PASSAGE SHOWN:
------------------------
Suppose now that we introduce an interaction and again calculate
$\langle T \phi (x) \phi (0) \rangle$.  Now $\phi (x)$ is the
interacting Heisenberg-picture field: it is the familiar operator of
zero-temperature field theory.  We can develop a perturbation theory
along the same lines as at zero temperature, by introducing the
interaction picture that coincides with the Heisenberg picture at some
time $t_0$:

$$
\eqalign{
\phi_I (t, {\bf x}) &= \Lambda (t)\phi (t, {\bf x}) \Lambda^{-1} (t) \cr
\Lambda(t) &= e^{i (t - t_0)H_{0I} } e^{-i(t-t_0)H } \cr} \eqno (16)
$$
where $H_{0I}$ is the free-field Hamiltonian in the interaction
picture.  As usual

$$
\eqalign{
\Lambda (t_1) \Lambda^{-1} (t_2) &= U(t_1, t_2) \cr
&= T \exp \left ( -i \int^{t_1}_{t_2} dt\; H^{{\rm INT}}_I (t) \right )
\cr} \eqno (17)
$$

We need $U(t_1, t_2)$ for complex $t_1$ and $t_2$, so that we
integrate $t$ along some contour running from $t_2$ to $t_1$ in the
complex plane and generalise the time ordering $T$ to an ordering
$T_c$ along $C$: The operator whose argument is nearest to $t_1$ along
the contour comes first.

Now, from the definition of $U$,

$$
e^{-\beta H} = e^{-\beta H_{0I}} \; U(t_0 -i\beta, t_0)
$$ 

so that

$$
\eqalign{
Z^{-1} {\rm tr} \; e^{-\beta H} \phi (x) \phi (0) &= 
 Z^{-1} {\rm tr}\; e^{-\beta H_{0I}} U(t_0 -i\beta , x^{0})\,\phi_{I}(x) 
U(x^0, 0)\, \phi_I (0)\, U (0, t_0) \cr
&= Z_0 Z^{-1}\big\langle U(t_0 - i\beta , x^0)\, \phi_I (x)\, U (x^{0}, 0)
\phi _I(0)\, U(0, t_{0}) \big\rangle_0 \cr}\eqno (18) 
$$
where I have used $U(t_1,t_2)U(t_2,t_3)=U(t_1,t_3)$.
------------------------
PROVIDED INFORMATION:

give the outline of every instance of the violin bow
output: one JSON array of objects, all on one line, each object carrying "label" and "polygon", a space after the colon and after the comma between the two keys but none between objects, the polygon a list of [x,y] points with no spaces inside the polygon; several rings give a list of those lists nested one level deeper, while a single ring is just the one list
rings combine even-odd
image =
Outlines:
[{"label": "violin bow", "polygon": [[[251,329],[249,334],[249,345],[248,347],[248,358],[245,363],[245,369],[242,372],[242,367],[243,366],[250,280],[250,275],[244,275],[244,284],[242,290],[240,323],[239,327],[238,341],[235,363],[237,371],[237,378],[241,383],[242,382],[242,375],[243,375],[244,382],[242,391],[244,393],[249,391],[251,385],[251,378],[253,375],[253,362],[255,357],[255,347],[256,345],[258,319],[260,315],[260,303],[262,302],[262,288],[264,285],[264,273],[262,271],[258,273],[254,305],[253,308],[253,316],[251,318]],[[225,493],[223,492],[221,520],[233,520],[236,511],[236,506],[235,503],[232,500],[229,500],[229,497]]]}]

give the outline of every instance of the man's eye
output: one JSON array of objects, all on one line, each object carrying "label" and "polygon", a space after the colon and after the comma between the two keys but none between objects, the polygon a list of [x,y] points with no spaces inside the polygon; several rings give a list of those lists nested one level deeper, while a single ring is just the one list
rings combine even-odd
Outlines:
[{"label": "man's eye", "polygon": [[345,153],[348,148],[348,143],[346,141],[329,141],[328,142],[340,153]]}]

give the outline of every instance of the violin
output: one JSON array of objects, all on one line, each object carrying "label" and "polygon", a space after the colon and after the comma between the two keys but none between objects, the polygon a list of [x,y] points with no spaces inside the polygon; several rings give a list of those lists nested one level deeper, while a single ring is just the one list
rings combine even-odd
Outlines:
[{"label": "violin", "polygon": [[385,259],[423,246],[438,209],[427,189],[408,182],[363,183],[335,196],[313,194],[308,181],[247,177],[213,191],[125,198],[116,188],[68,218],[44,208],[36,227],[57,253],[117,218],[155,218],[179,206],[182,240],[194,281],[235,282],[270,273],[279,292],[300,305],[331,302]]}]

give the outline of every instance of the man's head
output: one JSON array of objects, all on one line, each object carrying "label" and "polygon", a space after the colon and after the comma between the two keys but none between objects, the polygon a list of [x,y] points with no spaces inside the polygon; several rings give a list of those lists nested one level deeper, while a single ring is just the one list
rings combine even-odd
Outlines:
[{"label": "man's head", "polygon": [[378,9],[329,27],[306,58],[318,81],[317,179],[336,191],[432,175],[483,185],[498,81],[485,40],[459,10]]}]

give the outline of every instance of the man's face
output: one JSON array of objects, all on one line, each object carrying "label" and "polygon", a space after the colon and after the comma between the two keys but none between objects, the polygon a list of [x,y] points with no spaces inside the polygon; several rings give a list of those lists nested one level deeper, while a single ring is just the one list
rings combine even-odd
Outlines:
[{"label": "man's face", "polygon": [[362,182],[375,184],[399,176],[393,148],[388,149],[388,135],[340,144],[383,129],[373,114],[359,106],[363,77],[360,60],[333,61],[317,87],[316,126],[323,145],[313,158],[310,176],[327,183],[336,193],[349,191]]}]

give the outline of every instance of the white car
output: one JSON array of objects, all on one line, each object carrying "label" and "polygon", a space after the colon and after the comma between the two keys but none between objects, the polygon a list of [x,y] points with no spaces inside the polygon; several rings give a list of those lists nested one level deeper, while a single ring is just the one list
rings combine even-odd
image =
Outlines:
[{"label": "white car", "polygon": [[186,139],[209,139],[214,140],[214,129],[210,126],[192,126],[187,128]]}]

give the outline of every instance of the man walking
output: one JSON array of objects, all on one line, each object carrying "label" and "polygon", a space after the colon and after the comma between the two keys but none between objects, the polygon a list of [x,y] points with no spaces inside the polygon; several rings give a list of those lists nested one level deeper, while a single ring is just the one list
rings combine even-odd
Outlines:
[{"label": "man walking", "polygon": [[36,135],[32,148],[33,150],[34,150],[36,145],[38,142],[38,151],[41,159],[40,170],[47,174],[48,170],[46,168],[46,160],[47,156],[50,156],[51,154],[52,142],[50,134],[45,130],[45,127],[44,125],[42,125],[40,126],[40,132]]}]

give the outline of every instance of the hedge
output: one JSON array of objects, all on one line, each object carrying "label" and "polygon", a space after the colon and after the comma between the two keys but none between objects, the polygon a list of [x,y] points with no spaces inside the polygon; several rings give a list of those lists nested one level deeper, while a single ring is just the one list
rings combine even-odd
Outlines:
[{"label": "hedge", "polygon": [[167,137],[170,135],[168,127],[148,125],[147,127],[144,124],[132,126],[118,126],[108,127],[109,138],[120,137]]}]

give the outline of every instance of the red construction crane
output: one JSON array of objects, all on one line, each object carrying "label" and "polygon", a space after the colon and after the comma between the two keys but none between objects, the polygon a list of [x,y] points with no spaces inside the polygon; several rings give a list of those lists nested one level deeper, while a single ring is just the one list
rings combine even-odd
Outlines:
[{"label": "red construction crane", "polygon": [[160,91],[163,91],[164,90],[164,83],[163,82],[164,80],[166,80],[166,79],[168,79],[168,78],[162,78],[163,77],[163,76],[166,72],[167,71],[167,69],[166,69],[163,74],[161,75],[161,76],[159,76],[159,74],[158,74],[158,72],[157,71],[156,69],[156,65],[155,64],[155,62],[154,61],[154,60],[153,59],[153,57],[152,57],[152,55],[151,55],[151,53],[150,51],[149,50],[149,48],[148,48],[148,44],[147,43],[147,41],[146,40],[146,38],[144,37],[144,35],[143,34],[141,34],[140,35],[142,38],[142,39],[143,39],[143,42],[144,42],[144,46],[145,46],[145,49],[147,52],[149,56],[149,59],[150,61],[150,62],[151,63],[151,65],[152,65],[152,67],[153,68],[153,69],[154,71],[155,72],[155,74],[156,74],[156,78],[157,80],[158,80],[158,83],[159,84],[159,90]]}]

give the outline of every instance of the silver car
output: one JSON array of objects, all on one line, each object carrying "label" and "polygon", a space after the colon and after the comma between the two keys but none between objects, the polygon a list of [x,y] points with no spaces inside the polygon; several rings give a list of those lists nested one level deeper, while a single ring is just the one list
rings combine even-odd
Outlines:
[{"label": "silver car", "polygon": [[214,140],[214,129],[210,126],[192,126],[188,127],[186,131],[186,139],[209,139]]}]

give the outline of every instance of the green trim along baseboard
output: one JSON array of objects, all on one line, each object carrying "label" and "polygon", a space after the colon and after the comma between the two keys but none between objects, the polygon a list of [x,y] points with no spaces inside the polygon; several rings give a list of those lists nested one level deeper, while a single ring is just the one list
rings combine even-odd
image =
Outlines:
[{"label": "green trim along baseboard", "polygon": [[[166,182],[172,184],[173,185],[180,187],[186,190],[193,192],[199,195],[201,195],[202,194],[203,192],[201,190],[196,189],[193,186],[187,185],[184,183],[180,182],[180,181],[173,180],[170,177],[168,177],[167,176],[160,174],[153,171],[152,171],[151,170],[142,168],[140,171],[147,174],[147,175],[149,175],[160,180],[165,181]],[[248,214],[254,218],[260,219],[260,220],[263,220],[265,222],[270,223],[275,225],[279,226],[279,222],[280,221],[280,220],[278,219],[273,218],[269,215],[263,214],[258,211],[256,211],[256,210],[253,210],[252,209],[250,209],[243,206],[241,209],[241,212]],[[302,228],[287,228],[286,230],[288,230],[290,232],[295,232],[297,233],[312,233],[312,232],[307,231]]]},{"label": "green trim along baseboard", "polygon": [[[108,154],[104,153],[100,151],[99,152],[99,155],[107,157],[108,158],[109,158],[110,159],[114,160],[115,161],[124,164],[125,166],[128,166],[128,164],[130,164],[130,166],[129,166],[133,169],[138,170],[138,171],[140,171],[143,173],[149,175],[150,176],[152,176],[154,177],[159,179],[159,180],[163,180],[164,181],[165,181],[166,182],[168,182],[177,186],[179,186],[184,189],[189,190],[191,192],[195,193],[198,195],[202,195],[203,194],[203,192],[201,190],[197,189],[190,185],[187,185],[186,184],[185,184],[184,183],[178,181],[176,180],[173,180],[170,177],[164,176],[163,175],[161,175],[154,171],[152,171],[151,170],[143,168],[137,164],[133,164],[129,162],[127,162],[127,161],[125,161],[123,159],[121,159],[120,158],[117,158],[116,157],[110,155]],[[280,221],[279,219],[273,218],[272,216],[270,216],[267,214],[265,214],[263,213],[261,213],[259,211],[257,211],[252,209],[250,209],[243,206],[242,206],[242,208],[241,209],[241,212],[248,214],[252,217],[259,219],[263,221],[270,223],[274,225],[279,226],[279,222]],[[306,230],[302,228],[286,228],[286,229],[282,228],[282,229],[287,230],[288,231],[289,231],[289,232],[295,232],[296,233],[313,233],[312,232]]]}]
------------------------
EXERCISE: Rewrite the stretch of the perturbation-theory passage from "We need $U(t_1, t_2)$" through "U(t_0 -i\beta, t_0)", putting "path" wherever "contour" appears.

CORRECT OUTPUT:
We need $U(t_1, t_2)$ for complex $t_1$ and $t_2$, so that we
integrate $t$ along some path running from $t_2$ to $t_1$ in the
complex plane and generalise the time ordering $T$ to an ordering
$T_c$ along $C$: The operator whose argument is nearest to $t_1$ along
the path comes first.

Now, from the definition of $U$,

$$
e^{-\beta H} = e^{-\beta H_{0I}} \; U(t_0 -i\beta, t_0)